Collected data entries:
******

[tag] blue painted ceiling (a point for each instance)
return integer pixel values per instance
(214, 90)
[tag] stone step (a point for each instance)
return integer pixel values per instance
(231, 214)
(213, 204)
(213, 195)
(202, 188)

******

REQUIRED ACTION: Print every line of the records above without a single difference.

ANSWER SECTION:
[tag] blue painted ceiling (a point for each instance)
return integer pixel values per instance
(214, 90)
[tag] stone step (a point for each instance)
return integer pixel values per instance
(231, 214)
(213, 204)
(213, 195)
(202, 188)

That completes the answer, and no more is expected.